Can you give these rows again, substituting "tree trunk" for "tree bark" wherever it occurs and leaving everything else unchanged?
[Start Supplied records]
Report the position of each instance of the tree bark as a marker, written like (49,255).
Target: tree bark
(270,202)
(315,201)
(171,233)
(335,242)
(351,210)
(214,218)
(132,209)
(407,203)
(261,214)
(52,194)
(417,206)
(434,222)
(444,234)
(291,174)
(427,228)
[End Supplied records]
• _Finished exercise_:
Report the position of each instance of the tree trunk as a marker, written like (49,255).
Target: tree trunk
(270,202)
(315,201)
(171,233)
(335,242)
(351,210)
(214,218)
(132,209)
(407,203)
(261,214)
(52,194)
(417,206)
(434,222)
(444,234)
(291,174)
(427,228)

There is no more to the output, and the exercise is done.